## [TEXT PASSAGE]
Hello and welcome to a new week of industry-focused content here on the official blog of Haulix. We took Monday off in honor of Labor Day and are now ready to dive back into coverage with another spotlight feature on a talented writer who is making waves in the alternative scene. If you have a suggestion for a site or writer you would like to see us featuring in the coming weeks, please do not hesitate to email email@example.com and share your story.
We have learned time and time again that no two people working in the music industry today have the same origin story. Like the caped crusaders filling comic books worldwide, the people who make a career out of music do so by carving their own niche into an already thriving world. They offer something unique to those willing to listen (or read) that could very well change the way things work, and today’s spotlighted talent is no exception.
Dave Luttrull founded Hellhound Music in 2004 after becoming a staple of his local music scene. He worked his way up from fan to someone bands turned to for advice, and that year (nearly a decade ago) marked his first professional turn in the music as a manger for a variety of regional acts. Hellhound launched shortly thereafter as an avenue to help give his musician friends a backing in the music industry, and just a few short years later it evolved into one of the most reputable online destinations for alternative music news, emerging acts, and features. None of this happened overnight, of course, and in today’s feature we’ll learn how it all came together.
If you would like to learn more about Dave and his work, be sure to visit (and bookmark) Hellhound Music. Any additional questions regarding the site can be added in the comments section at the end of this post.

Records from a collection:
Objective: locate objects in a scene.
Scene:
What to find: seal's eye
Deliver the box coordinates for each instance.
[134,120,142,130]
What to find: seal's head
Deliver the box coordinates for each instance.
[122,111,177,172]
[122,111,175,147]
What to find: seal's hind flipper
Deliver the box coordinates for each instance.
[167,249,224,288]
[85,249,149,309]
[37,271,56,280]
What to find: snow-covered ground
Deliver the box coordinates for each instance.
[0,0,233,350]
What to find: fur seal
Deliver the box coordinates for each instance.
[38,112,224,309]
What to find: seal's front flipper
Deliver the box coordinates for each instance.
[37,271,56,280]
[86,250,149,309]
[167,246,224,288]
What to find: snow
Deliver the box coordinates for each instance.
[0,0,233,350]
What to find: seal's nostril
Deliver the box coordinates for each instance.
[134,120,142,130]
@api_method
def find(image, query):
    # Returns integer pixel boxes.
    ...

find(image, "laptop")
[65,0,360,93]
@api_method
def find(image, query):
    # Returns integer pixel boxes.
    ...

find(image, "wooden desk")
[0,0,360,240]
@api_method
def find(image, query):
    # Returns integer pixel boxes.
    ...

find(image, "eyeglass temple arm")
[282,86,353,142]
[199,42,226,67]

## [TO BE DONE]
1. Answer these questions using the Haulix blog post.
(a) Why did the blog take Monday off?
(b) In what year did Dave Luttrull found Hellhound Music?
(c) Where can readers add further questions about the site?
2. Return the passage of the Haulix blog post starting with "Hello and welcome" and going on through "share your story.", copied word for word.

## [THE SOLUTIONS]
1.
(a) In honor of Labor Day.
(b) 2004.
(c) In the comments section at the end of the post.

2.
Hello and welcome to a new week of industry-focused content here on the official blog of Haulix. We took Monday off in honor of Labor Day and are now ready to dive back into coverage with another spotlight feature on a talented writer who is making waves in the alternative scene. If you have a suggestion for a site or writer you would like to see us featuring in the coming weeks, please do not hesitate to email email@example.com and share your story.